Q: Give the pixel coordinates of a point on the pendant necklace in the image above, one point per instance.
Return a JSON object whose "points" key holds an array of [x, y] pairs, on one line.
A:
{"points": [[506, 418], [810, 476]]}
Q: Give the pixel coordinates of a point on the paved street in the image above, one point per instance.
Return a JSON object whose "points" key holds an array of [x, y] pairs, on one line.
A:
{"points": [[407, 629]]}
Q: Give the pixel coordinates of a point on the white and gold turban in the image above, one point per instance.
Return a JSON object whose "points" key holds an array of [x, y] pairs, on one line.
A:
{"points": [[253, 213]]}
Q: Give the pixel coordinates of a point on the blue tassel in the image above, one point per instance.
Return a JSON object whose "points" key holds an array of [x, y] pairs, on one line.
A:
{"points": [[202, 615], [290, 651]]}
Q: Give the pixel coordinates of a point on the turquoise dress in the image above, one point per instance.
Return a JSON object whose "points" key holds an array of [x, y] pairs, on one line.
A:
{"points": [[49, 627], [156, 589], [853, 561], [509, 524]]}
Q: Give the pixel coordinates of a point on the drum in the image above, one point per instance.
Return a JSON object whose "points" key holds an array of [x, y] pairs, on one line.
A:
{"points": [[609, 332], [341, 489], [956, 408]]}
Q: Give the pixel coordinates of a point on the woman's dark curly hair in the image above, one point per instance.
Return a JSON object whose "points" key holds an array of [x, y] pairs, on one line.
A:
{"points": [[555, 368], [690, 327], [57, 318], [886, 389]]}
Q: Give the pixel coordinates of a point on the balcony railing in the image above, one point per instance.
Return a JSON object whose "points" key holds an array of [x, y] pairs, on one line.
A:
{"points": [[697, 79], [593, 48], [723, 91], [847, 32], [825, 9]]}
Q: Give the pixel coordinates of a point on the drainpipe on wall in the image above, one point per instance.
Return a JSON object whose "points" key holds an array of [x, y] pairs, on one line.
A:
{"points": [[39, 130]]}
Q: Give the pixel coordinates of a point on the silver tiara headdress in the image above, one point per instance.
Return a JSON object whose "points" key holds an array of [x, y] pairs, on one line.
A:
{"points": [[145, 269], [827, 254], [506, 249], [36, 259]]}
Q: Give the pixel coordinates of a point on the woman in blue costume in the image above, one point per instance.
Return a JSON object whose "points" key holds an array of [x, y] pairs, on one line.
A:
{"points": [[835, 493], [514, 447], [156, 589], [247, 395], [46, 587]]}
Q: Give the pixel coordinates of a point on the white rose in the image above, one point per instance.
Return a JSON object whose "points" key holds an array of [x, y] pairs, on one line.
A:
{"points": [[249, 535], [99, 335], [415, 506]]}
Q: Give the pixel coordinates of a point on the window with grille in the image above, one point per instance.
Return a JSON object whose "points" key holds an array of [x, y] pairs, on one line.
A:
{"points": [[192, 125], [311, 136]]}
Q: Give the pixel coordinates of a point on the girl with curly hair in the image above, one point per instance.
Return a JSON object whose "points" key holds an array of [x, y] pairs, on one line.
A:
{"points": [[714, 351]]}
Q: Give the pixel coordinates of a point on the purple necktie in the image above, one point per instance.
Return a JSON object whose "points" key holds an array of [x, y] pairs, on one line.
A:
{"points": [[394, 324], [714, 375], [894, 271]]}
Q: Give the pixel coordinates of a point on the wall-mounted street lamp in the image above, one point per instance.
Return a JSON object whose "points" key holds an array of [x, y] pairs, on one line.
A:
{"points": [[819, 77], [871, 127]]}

________________________________________

### Task prompt
Return all of the rows above word for word, without changing anything.

### Answer for this exercise
Q: Give the pixel coordinates of a point on the pendant necklace in the image above, one point per instance.
Return a JSON object whose "points" key holds an array of [x, y] pairs, on one line.
A:
{"points": [[506, 418], [810, 476]]}
Q: Give the pixel coordinates of a point on the paved street in the image above, one point per instance.
Return a JSON object whose "points" key holds an array of [x, y] pairs, on one line.
A:
{"points": [[407, 629]]}
Q: Give the pixel coordinates of a point on the white and gold turban in the image above, one point per instance.
Return a JSON object whose "points" key holds an array of [x, y] pairs, on one line.
A:
{"points": [[253, 213]]}
Q: Give the pixel coordinates of a point on the blue tassel in the image above, one point per instance.
Return a JSON object whose "points" key holds an array of [x, y] pairs, on one line.
A:
{"points": [[202, 615], [290, 651]]}
Q: Give the pixel coordinates of a point on the turquoise dress in the image above, one point per instance.
Return a JSON object whose "points" key holds an array of [x, y] pairs, on one line.
A:
{"points": [[49, 627], [156, 589], [853, 561], [509, 524]]}
Q: Give the pixel coordinates of a point on the drum in the image above, one point per instance.
Return a JSON object whose "points" key holds an array of [x, y] pairs, on one line.
A:
{"points": [[609, 332], [341, 489], [956, 408]]}
Q: Give the pixel coordinates of a point on the woman's dark curly hair in the image above, one point per instance.
Return a JSON object whose "points" key holds an array of [x, y] pairs, on one line.
A:
{"points": [[555, 368], [690, 327], [57, 318], [886, 389]]}
Q: Give the pixel coordinates of a point on the balcony railing in the image above, one point per instance.
Return a JSON object whose "points" key holds an array of [x, y] pairs, on one line.
A:
{"points": [[697, 79], [593, 48], [723, 91], [847, 32], [825, 9]]}
Q: Give the pixel coordinates of a point on the drainpipe on wall in the image above, one point per instance.
Return a JSON object whose "points" key holds an array of [x, y] pairs, on one line.
A:
{"points": [[39, 130]]}
Q: Give the pixel coordinates of a point on the silver tiara headdress in the image above, one point per instance.
Return a JSON object whose "points" key holds an array of [x, y] pairs, on one line.
A:
{"points": [[145, 269], [827, 254], [506, 249], [36, 259]]}
Q: Give the pixel coordinates of a point on the woman in blue costume in the image above, one point per instance.
Return a JSON object whose "points" key holds an array of [x, y] pairs, on one line.
A:
{"points": [[835, 493], [514, 447], [156, 589], [247, 395], [46, 587]]}
Q: Give the pixel coordinates of a point on the white rose in the image above, one point per instance.
Return a JSON object whose "points" key holds an array of [x, y] pairs, on one line.
A:
{"points": [[249, 535], [99, 335], [415, 506]]}
Q: Give the pixel coordinates of a point on the window with grille in the image above, one point per instance.
Return a JSON object whose "points" key holds an array of [x, y] pairs, on one line.
A:
{"points": [[192, 125], [311, 136]]}
Q: Give the pixel coordinates of a point on the girl with curly hair in the image above, one point per instance.
Return a JSON object whose "points" key holds an array of [x, y] pairs, on one line.
A:
{"points": [[714, 351]]}
Q: Give the pixel coordinates of a point on the purple necktie in the image above, one point per instance.
Return a JSON object whose "points" key holds an array of [x, y] pairs, on one line.
A:
{"points": [[394, 324], [714, 375], [894, 271]]}
Q: Give the pixel coordinates of a point on the wall-mounted street lamp in the image above, one point per instance.
Return a JSON object whose "points" key holds an array of [x, y] pairs, on one line.
A:
{"points": [[819, 77], [871, 127]]}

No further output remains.